* **TEXT FOR ANALYSIS**
☆ ☆ ☆ ☆

First Person is a series of interviews with the first authors of a selection of papers published in Biology Open, helping early-career researchers promote themselves alongside their papers. Meghan Barrett and Katherine Fiocca are co-first authors on ‘Larval mannitol diets increase mortality, prolong development, and decrease adult body sizes in fruit flies (Drosophila melanogaster)’, published in BiO. Meghan is a PhD candidate in the lab of Dr Sean O'Donnell at Drexel University, Philadelphia, USA, investigating the relationships between an organism's behaviour and morphology. Katherine is also a PhD candidate in the lab of Dr Sean O'Donnell, and is investigating how nutrition affects behaviour in social insects.
What is your scientific background and the general focus of your lab?
M.B.: I earned my BSc in 2016 from the State University of New York at Geneseo in Biology and English/Creative Writing and worked in Dr Jennifer Apple's lab, studying native bee diversity across a gradient of land management and intracolony relatedness in Formica pergandei ants. My thesis work in the O'Donnell lab focuses on morphological differentiation in the Centris pallida bee alternative reproductive tactic system, as well as the impact of different microclimates on bee behaviour.
K.F.: I earned my BSc in 2016 from Ursinus College in Biology and worked in a research lab run by Dr Mark Ellison of the Chemistry department, testing the use of nano-graphene as a vehicle for antibiotics and their effect on resistant Escherichia coli. Currently, I study a social paper wasp in Costa Rica, working to understand how nutrition affects reproduction potential and social behaviour among nestmates as part of my PhD studies under Sean O'Donnell at Drexel University.
How would you explain the main findings of your paper to non-scientific family and friends?
K.F. & M.B.: Fruit flies take longer to grow and are smaller when fed mannitol, an artificial sweetener, as larvae. These results are similar to the effects of high-sugar diets that make larvae insulin-resistant (a pre-cursor condition to type II diabetes in humans) and
“These results [...] demonstrate the important role of nutrition in regulating health and development.”
What are the potential implications of these results for your field of research?
K.F. & M.B.: Understanding the intricate relationships governing body size and developmental duration is a complex problem and we still know relatively little about what developmental variables impact this process. This work has added evidence to the importance of nutrition in regulating the body size/duration relationship and also shows that adult and developing insects may be impacted very differently by the same compounds.
What has surprised you the most while conducting your research?
M.B.: I really enjoyed how important observations came to this work – something I am used to in the field, but not so much in the lab. Katie and I were counting the larvae in the mannitol plates day after day and at some point we just said ‘Wow, these 0.8 M larvae are still so small compared to the control plates’ – and all the body size work came from just that casual observation.
K.F.: I was surprised to have been excited to work on an insect housed in the laboratory versus an insect out in the field. I realized the questions we were asking were similar to those that I am excited about for my thesis work, and that Drosophila offered a great model system for answering these kinds of questions.
What changes do you think could improve the professional lives of early-career scientists?

☆ ☆ ☆ ☆

* **SUPPLIED RECORDS**
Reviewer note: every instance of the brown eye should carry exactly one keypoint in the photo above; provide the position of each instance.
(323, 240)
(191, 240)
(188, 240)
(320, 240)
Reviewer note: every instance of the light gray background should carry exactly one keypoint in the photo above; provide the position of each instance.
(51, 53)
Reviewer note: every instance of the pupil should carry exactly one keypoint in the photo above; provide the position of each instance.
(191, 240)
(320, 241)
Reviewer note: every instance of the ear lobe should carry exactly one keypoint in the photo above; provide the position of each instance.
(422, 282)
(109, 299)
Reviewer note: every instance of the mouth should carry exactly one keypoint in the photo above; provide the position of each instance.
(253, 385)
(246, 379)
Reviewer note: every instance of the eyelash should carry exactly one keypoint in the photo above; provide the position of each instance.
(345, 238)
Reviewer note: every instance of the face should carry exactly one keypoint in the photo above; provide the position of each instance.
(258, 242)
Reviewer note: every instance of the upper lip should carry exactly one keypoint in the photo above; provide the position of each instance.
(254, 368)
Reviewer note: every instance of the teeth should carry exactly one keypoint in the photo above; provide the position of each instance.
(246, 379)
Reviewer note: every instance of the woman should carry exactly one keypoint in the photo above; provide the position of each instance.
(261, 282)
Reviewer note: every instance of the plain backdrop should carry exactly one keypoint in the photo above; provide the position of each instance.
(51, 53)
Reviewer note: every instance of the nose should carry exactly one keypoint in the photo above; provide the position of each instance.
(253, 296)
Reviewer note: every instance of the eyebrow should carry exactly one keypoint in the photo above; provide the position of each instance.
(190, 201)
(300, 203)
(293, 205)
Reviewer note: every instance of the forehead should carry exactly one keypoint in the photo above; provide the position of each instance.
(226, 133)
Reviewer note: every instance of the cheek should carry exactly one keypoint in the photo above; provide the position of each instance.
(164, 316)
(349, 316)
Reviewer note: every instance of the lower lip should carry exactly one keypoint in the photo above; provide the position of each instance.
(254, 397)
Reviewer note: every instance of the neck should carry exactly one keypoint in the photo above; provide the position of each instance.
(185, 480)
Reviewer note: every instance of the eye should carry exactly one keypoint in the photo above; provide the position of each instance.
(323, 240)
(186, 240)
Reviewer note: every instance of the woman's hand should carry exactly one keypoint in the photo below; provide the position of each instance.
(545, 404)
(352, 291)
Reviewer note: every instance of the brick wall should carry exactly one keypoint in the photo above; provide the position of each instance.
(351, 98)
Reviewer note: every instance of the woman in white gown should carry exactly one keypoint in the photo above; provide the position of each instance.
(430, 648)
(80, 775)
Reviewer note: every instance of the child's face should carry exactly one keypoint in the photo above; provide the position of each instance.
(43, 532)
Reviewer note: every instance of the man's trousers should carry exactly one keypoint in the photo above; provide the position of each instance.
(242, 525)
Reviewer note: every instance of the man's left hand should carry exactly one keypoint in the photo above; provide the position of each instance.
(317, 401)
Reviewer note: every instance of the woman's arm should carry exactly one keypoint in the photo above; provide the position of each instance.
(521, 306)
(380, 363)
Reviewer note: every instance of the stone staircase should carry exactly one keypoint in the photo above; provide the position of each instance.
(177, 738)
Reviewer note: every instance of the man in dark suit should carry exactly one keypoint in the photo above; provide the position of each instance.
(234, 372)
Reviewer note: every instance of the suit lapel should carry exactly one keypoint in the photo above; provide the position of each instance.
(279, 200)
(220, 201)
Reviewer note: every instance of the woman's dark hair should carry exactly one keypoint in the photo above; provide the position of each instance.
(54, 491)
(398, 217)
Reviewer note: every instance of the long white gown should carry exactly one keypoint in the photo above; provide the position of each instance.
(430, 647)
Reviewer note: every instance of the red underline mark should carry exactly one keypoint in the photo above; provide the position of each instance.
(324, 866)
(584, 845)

☆ ☆ ☆ ☆

* **ASSIGNMENT 1**
In the interview, where did Katherine Fiocca earn her BSc?
* **ASSIGNMENT 2**
Explain, using the interview, why Katherine Fiocca was excited to work on an insect housed in the laboratory.
* **ASSIGNMENT 3**
Please proceed with the interview past its final question by writing the authors' reply.

* **TASK OUTPUT 1**
At Ursinus College, in 2016.

* **TASK OUTPUT 2**
She realized that the questions they were asking were similar to the ones she is excited about for her thesis work. She also saw that Drosophila offered a great model system for answering those kinds of questions.

* **TASK OUTPUT 3**
M.B.: The current scientific incentive structure for early-career researchers is set up to value short-term research productivity over all else – teaching, mentorship, scientific community building, equity initiatives, even thoughtful but long-term, high-quality research projects. Academia, and particularly tenured faculty and administrators, must resist the commodification of the professoriate by resetting incentive structures and fighting for improvements to the job market: better pay, more tenured positions, a reduction to the overworked and overabundant graduate student and adjunct labour pools, and a greater focus on quality work of all types over simple ‘science production’. We must incentivize what really matters: the educational experience and the value of learning, and this will benefit all stages of researchers (but especially early-career scientists and students).
“We must incentivize what really matters: the educational experience and the value of learning...”
K.F.: I think support from established colleagues is imperative to our success as early-career researchers. Whether that is financial support, research support, or emotional support, the path to success is more manageable when you have a support system, especially made up of those who have experienced and overcome similar challenges in academic science. Mentorship is an invaluable gift, but also requires conscience reflection and evaluation, and should be a skill practiced by researchers at all career stages.
What's next for you?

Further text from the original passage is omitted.